TASK REQUIREMENTS |
- 1) According to the COVID commentary, when do health officials plan to hold serious discussions about what the end of the pandemic might look like?
- 2) Write the next part of the COVID commentary, picking up after its final sentence.

DOCUMENT PASSAGE |
┄┄┄┄┄┄┄┄┄┄
Reporting for CNN in an article headlined, “COVID-19 could eventually be seasonal, scientists say,” Jacqueline Howard wrote Friday:
“At some point, scientists believe the rise and fall of coronavirus infections will resemble a more typical seasonal pattern. Early next year, health officials plan to hold serious discussions about what the end of the pandemic might look like and how we’ll know when we’ve reached that point.”
Seriously, they’re talking about planning the end of the pandemic?
Yes, please. More of that. Talk early. Talk often. People have lives to live, money to make, dreams to follow.
As Ben Shapiro might call it, the Dempanic of 2020 has been disruptive to an acceptable degree. The journalistic hysteria over it and the policy usurpations have created an untenable situation in our republic.
┄┄┄┄┄┄┄┄┄┄
[Stored entries]

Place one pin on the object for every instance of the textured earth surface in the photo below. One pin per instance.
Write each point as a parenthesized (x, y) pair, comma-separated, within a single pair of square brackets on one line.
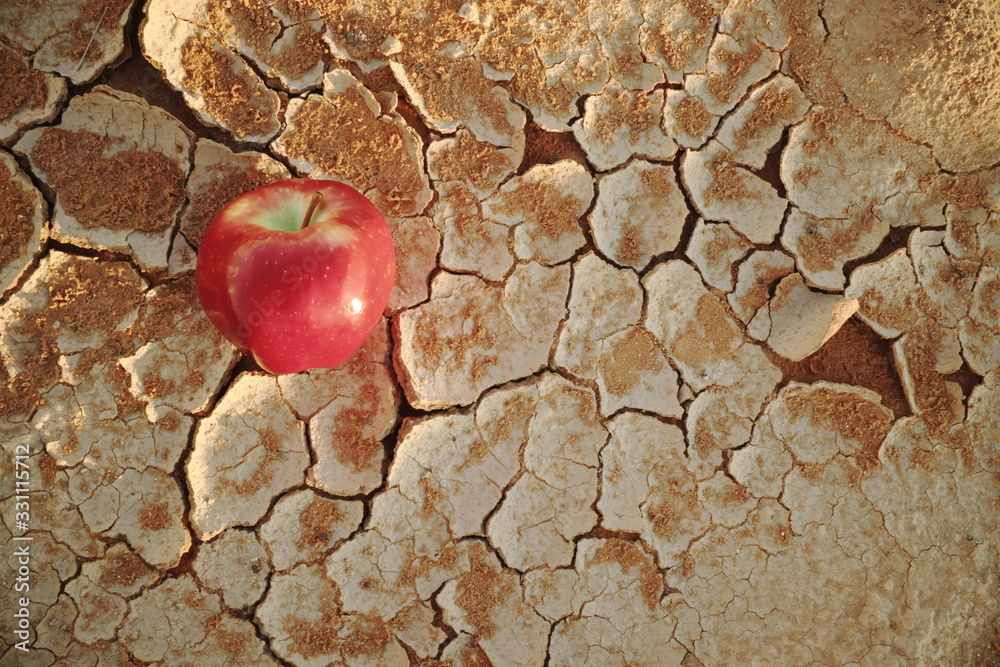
[(692, 357)]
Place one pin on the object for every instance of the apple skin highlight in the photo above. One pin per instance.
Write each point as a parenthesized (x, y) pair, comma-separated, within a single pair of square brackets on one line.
[(297, 280)]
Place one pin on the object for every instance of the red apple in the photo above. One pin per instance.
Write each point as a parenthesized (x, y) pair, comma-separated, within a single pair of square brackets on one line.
[(297, 273)]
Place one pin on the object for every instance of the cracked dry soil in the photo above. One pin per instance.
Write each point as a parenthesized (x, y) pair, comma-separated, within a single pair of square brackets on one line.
[(692, 357)]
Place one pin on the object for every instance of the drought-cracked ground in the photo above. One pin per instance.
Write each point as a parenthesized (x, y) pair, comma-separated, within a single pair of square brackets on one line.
[(692, 357)]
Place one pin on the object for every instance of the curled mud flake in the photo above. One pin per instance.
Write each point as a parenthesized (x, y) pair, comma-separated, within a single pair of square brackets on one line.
[(979, 331), (544, 206), (470, 242), (801, 320), (90, 159), (235, 564), (470, 336), (722, 190), (619, 123), (889, 298), (922, 355), (246, 452), (344, 135), (639, 214), (23, 216)]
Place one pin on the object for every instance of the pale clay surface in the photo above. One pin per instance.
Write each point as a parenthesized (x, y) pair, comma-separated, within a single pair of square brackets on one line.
[(131, 124), (599, 423)]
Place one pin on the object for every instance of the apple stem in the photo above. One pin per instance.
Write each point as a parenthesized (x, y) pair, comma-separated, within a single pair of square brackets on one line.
[(317, 197)]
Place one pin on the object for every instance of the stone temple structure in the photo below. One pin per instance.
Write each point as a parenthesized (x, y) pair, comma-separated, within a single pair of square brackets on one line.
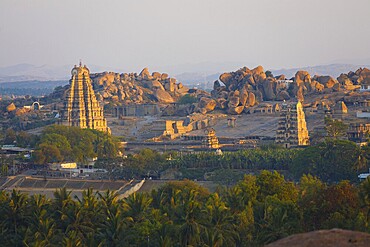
[(81, 108), (292, 129)]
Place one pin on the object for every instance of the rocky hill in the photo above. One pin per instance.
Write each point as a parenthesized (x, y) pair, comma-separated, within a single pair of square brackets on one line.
[(235, 92), (128, 88)]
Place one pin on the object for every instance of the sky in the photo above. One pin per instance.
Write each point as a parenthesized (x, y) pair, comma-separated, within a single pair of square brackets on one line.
[(173, 35)]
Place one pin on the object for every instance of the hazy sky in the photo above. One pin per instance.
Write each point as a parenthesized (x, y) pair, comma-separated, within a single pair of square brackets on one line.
[(160, 34)]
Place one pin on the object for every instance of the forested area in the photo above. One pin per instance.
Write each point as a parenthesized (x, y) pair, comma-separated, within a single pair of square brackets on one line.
[(59, 143), (257, 210), (331, 161)]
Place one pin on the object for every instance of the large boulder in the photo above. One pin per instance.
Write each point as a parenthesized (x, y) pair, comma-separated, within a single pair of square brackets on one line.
[(145, 74), (105, 80), (233, 101), (11, 107), (243, 96), (269, 86), (163, 97), (302, 77), (283, 95), (207, 104), (236, 110), (327, 81), (226, 78), (251, 99)]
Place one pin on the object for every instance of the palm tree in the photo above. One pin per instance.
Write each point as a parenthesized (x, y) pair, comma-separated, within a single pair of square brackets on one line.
[(15, 220)]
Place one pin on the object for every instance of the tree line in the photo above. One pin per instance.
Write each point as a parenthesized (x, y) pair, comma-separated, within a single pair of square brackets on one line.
[(331, 161), (256, 211), (61, 143)]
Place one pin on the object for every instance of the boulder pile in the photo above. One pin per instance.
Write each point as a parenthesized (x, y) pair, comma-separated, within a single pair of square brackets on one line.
[(144, 87), (237, 91)]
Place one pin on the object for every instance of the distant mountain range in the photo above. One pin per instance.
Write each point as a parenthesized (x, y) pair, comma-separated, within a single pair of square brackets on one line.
[(333, 70), (197, 76)]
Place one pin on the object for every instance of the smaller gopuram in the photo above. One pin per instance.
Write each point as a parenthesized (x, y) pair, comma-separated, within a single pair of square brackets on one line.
[(210, 140), (81, 108), (292, 129)]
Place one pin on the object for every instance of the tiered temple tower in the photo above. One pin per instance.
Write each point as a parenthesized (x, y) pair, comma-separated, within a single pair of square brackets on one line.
┄┄┄┄┄┄┄┄┄┄
LIST OF ANSWERS |
- 1) Early next year.

- 2)
Here’s how it looks to Irene Heron, who wrote this week at The American Thinker:
“Our country is still under the sway of a medical bureaucrat who has amassed so much power that it appears he struck a deal with Lucifer himself. Living in New York makes it appear as if the freedom and prosperity we enjoyed in 2019 were only a dream.”
Laboring under the shared nightmare vision of COVID-19 annihilation, America mobilized as suddenly and totally as if the United States were at war.
The singularly all-consuming black swan event that inaugurated the 20’s was the ultimately viral news story (of course, about a virus) that epitomized the coincident achievement of near-universal adoption of interactive multimedia devices with virtually unlimited free publishing.
The guy that wrote the book on Neo’s shelf in the first Matrix movie would call it a “televised event phenomenon.” Writing about the 1991 Gulf War in Iraq, French postmodern philosopher Jean Baudrillard could have been writing about the Coronavirus Panic of 2020:
“Through the power of the media, this war liberates an exponential mass of stupidity, not the specific stupidity of war, which is significant, but the professional and functional stupidity of those who pontificate in perpetual commentary on the event.”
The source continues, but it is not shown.